### EXERCISE
Search the records for the line with "the black bicycle". Output that line and each line after it, exactly, and stop at the end; omit pictures.

### ENTRIES SHOWN

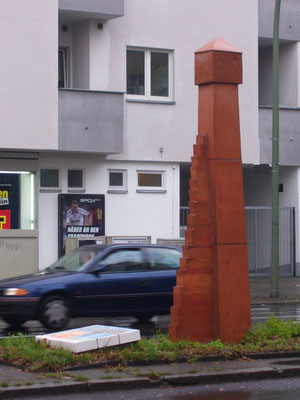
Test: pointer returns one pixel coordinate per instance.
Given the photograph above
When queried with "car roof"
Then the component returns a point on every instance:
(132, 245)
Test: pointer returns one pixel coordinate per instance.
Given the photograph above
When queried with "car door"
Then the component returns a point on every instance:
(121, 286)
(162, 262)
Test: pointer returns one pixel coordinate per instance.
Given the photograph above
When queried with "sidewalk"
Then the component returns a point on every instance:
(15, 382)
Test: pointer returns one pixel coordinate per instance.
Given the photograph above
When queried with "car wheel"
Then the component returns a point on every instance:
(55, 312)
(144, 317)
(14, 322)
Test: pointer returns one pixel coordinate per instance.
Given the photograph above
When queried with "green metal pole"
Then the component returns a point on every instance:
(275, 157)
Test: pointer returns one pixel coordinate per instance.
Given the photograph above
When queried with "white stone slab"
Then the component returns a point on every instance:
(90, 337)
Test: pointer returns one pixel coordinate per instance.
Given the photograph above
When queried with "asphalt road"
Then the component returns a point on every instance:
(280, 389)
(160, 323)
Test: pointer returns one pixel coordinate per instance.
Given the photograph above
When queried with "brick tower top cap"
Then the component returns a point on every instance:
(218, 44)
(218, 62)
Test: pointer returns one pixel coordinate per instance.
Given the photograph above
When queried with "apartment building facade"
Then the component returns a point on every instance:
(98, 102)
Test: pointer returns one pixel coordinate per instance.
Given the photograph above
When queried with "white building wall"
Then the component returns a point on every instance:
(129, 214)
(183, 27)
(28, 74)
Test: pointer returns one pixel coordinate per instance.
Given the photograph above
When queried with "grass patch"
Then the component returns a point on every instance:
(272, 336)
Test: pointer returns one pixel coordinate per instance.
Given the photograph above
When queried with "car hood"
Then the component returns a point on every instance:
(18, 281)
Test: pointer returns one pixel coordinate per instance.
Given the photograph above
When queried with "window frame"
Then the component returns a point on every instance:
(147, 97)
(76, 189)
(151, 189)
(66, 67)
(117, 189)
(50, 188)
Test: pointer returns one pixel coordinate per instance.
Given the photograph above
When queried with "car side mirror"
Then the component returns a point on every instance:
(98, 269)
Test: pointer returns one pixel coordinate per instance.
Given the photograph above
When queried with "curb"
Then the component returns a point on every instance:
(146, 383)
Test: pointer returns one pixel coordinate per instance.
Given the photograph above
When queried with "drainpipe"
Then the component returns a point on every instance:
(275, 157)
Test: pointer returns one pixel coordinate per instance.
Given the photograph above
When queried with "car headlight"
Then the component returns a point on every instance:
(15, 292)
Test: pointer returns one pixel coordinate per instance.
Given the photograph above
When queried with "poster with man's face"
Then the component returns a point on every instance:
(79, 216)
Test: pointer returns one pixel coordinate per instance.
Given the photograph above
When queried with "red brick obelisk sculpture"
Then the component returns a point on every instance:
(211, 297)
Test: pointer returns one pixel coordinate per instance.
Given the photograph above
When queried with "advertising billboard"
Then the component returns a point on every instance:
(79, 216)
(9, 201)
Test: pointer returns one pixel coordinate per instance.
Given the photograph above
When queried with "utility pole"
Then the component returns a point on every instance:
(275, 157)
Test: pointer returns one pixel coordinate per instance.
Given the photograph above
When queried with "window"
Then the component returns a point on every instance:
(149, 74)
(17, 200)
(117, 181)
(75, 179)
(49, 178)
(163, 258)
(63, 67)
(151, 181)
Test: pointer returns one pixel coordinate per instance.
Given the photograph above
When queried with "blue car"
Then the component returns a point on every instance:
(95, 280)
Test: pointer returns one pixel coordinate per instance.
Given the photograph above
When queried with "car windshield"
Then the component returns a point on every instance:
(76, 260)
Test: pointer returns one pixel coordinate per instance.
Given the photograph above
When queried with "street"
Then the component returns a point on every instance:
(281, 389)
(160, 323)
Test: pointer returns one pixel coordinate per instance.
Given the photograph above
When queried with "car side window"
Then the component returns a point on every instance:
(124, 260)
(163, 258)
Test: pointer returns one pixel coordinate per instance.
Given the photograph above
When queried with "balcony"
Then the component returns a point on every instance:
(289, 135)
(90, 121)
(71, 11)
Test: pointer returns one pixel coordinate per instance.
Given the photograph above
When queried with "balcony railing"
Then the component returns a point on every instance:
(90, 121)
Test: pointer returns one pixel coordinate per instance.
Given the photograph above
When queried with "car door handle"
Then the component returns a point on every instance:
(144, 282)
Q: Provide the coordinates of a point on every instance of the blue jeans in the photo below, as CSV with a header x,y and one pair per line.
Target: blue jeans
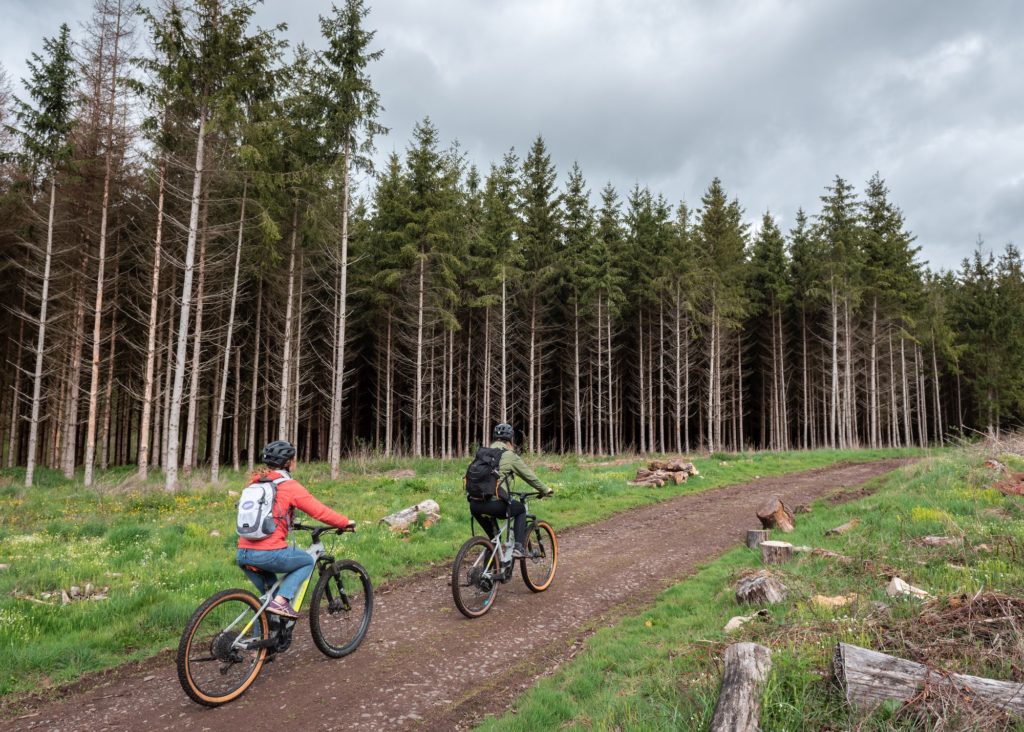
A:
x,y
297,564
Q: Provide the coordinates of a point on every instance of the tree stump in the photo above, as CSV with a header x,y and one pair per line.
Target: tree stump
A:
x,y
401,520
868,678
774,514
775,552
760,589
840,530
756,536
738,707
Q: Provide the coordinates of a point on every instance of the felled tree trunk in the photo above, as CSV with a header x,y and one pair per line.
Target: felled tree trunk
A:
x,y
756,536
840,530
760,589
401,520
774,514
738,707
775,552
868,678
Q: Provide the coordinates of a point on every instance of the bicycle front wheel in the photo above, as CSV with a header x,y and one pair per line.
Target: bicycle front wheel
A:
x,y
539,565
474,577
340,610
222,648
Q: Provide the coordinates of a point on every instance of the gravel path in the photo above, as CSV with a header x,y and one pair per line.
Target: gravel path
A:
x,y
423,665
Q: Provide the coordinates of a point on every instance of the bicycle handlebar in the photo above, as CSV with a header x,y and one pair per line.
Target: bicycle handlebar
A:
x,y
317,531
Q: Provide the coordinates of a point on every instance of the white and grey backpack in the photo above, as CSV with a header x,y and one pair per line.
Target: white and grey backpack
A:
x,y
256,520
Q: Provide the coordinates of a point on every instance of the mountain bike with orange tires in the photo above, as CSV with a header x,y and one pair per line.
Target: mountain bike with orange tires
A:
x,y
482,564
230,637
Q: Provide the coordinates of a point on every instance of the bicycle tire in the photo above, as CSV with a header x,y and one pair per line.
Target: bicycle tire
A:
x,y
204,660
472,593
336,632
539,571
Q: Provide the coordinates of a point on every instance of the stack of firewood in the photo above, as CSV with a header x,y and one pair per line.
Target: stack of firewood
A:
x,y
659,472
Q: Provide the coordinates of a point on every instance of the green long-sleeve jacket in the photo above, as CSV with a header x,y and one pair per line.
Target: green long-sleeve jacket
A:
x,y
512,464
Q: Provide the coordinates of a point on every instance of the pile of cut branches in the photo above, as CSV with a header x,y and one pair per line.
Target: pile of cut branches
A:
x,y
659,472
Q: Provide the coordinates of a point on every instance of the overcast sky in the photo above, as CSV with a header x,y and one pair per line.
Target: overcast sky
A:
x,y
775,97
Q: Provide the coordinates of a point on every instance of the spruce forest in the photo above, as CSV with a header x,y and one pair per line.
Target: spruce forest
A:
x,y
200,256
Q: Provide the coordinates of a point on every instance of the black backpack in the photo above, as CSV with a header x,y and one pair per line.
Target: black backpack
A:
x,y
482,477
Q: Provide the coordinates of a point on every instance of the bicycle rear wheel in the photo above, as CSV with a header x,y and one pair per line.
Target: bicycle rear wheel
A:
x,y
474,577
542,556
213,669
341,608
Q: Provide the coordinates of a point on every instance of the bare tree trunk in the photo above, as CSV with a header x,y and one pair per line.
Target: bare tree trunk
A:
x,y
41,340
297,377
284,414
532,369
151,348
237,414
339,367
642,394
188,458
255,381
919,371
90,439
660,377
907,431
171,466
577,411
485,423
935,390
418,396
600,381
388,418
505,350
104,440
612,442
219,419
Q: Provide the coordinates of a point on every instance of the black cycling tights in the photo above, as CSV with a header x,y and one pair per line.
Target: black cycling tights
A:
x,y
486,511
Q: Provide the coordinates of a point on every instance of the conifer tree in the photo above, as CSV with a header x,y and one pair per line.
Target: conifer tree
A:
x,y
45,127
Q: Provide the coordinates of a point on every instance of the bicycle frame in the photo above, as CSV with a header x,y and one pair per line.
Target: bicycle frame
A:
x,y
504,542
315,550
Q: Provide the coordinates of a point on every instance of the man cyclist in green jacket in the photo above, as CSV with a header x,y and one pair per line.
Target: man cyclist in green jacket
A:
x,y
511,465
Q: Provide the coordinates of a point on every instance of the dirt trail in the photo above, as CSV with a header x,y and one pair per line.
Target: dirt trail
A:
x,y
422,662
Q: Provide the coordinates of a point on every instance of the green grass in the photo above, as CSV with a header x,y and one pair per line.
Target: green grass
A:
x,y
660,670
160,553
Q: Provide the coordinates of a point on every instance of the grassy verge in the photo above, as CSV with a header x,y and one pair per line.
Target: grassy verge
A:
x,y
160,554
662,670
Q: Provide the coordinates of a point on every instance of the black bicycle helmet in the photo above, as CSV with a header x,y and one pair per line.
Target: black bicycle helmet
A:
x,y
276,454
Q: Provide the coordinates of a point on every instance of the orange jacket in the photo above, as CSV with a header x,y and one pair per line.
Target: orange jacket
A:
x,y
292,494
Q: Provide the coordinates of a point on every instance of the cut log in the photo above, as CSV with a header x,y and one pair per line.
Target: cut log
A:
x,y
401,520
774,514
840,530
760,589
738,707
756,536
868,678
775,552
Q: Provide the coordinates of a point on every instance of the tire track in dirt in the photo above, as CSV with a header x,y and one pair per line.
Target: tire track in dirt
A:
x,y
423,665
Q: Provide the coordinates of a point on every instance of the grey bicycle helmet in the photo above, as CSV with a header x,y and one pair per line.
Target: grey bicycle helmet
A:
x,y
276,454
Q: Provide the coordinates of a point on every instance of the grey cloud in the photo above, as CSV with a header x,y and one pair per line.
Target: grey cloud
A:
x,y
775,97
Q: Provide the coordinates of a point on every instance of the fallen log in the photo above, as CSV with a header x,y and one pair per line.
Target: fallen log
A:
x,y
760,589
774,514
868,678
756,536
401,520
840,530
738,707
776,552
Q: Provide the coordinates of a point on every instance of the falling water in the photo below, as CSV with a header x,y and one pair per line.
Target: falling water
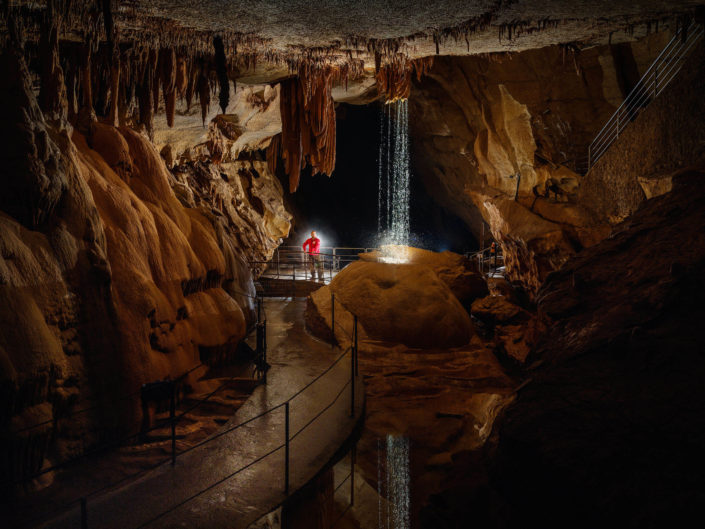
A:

### RESPONSE TO THE TASK
Q: Provide the coordinates of a point on every instance of the black bicycle helmet in the photo above, as CSV with a header x,y and one pair per line.
Target: black bicycle helmet
A:
x,y
276,454
Q: Provide the coordinates of a point on every instance of the orange jacket in the photo above, as CSV with a header x,y and one pair per line.
Target: orange jacket
A:
x,y
292,494
Q: Provide the coordinates of a point on every instance of the cut log in the photo above, as CSV with a header x,y and one pair per line.
Target: cut log
A:
x,y
401,520
774,514
840,530
760,589
738,707
756,536
868,678
775,552
Q: Provide the coordinates of a point on every instance of the tire track in dirt in the photo above, as CSV with a header x,y and one pair per line.
Target: tire track in dirt
A:
x,y
423,665
Q: Provide the coordinates of a point on every instance of the grey bicycle helmet in the photo above, as CSV with a header x,y and one pair per line.
Target: grey bicycle helmet
A:
x,y
276,454
Q: Provide the coordinates of a point on every instance of the grey cloud in the photo above, as CSV with a header x,y and one pair per line.
Target: grey cloud
A:
x,y
775,97
Q: Provide the coordinates of a point on every instance of the fallen log in the photo above, as CSV with a header x,y and one pair per line.
Target: fallen log
A:
x,y
760,589
774,514
868,678
756,536
401,520
840,530
738,707
776,552
Q: Provide the coordinates of a point on every instance of the falling water in the photo below, as CSV with a header x,y and one pair per line.
Target: falling water
A:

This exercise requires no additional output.